Exercise directions: From the listing below, retype exactly the line holding "[(444, 132), (92, 44), (287, 267)]", the line holding "[(105, 332)]", and the lines between them; skip everything else.

Given information:
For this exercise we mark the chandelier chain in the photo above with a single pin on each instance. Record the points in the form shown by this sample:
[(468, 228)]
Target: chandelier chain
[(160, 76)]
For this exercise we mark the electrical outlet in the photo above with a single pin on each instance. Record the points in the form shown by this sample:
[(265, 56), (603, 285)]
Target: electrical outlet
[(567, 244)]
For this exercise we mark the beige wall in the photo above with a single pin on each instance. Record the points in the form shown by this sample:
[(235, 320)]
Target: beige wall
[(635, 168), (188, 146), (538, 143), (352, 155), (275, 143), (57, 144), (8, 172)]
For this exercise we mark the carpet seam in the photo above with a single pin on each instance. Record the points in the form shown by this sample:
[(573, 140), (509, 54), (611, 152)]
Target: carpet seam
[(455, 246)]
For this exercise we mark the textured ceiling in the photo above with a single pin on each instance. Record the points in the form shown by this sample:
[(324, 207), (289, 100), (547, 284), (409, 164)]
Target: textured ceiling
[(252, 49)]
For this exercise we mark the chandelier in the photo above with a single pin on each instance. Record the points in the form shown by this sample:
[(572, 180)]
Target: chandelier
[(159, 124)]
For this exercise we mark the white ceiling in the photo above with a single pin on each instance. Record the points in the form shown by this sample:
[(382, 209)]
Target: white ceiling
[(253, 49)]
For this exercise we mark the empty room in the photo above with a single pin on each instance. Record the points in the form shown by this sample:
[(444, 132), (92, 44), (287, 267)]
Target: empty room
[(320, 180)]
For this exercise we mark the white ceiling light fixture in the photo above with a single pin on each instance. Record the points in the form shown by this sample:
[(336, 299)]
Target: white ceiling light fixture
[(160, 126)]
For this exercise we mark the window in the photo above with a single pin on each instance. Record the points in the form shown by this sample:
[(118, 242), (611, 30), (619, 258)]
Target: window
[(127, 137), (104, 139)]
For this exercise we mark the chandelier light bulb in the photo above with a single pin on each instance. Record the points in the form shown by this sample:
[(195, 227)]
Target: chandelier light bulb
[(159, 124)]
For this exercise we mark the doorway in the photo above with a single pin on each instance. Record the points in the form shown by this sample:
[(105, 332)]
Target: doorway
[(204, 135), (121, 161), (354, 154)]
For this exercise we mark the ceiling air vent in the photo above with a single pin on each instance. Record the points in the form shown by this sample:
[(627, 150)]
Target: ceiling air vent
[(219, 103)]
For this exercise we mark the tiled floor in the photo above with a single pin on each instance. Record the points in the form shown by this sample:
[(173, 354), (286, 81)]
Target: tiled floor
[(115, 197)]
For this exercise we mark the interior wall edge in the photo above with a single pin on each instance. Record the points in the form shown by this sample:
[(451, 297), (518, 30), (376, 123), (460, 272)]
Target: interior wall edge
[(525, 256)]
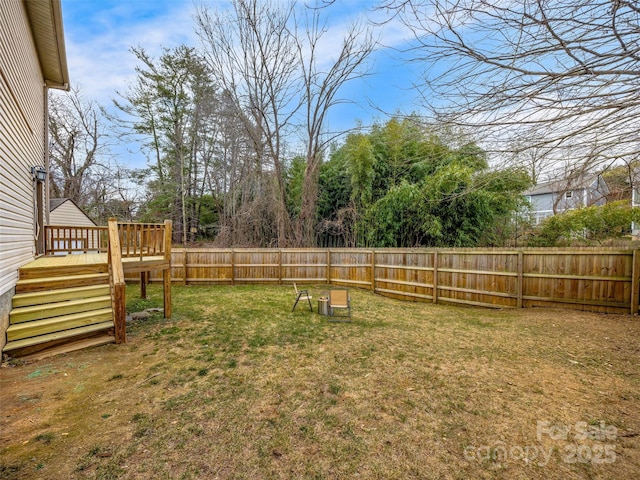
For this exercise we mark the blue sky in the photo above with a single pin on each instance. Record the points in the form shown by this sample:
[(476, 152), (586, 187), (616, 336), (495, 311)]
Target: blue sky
[(99, 34)]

Exercise output:
[(444, 132), (92, 44), (287, 267)]
Target: empty room
[(320, 180)]
For this exercise we mark the white ceiling light fixture in the photo above with a single pin on each instance. Record the points in the form shown by this sample:
[(336, 299)]
Target: white ceiling light fixture
[(160, 126)]
For this exercise we mark the window in the photo above with a single pin on each instance. Record the points in the form shown by this sample:
[(118, 242), (611, 30), (619, 258)]
Target: window
[(127, 137), (104, 139)]
For this exercise we mark the chandelier light bulb in the photo above with a single pin on each instance. Record the points in the form shown by this sample:
[(195, 227)]
Target: chandelier light bulb
[(159, 124)]
For this exercise we mark the doorway in the photo above with a single pin on each instance. Record the points in the form shown by this sample:
[(105, 332)]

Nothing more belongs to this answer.